Task description:
Going line by line through the records below, count those with the word "yellow" and give only the count.

Point-per-instance localization data:
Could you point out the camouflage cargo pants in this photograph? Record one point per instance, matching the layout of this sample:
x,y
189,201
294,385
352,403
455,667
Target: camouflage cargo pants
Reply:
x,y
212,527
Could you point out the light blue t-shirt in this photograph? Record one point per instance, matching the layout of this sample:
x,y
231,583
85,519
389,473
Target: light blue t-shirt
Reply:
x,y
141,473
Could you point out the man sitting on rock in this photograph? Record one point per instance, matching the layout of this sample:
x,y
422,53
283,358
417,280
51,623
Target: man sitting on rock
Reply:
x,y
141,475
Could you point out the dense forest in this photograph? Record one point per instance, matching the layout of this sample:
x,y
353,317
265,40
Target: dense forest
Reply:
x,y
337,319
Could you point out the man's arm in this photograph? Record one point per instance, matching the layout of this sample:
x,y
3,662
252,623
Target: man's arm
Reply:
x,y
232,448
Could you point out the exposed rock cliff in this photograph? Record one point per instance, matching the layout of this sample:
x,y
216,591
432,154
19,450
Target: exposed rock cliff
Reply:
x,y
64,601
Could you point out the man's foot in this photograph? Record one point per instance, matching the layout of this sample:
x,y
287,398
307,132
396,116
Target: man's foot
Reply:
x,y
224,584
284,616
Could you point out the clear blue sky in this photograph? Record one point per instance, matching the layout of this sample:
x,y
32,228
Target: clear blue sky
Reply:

* * *

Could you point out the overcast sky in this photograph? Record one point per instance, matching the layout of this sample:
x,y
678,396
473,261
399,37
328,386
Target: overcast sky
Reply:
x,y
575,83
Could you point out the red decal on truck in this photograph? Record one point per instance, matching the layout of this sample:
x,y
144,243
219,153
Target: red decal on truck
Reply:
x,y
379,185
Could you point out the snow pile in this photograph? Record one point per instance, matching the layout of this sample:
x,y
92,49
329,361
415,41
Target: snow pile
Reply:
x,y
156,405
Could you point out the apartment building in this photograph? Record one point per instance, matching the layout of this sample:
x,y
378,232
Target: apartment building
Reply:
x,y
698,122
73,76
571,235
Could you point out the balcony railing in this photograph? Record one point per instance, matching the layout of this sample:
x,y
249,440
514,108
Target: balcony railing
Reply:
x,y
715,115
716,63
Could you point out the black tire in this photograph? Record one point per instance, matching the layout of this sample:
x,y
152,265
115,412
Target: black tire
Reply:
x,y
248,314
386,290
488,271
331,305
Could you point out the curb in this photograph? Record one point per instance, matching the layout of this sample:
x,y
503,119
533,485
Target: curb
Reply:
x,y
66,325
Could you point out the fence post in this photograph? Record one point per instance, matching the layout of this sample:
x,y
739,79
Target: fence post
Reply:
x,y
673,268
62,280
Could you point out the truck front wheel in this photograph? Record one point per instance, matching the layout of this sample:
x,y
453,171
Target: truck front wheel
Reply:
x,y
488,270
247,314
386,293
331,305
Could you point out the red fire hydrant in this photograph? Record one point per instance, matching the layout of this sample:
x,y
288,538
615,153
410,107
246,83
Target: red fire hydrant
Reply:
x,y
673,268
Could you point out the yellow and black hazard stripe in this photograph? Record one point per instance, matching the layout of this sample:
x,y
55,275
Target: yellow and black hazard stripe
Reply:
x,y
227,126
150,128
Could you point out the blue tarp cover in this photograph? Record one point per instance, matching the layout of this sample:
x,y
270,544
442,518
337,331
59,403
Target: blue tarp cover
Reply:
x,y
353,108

---

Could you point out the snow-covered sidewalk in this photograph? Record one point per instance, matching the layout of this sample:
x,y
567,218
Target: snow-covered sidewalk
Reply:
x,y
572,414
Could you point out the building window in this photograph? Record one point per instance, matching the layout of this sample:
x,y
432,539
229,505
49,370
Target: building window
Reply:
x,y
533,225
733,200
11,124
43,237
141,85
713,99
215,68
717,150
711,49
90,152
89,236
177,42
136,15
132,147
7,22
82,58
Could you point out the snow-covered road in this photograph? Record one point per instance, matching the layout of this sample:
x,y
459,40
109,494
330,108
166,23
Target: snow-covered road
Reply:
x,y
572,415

Solution to this task:
2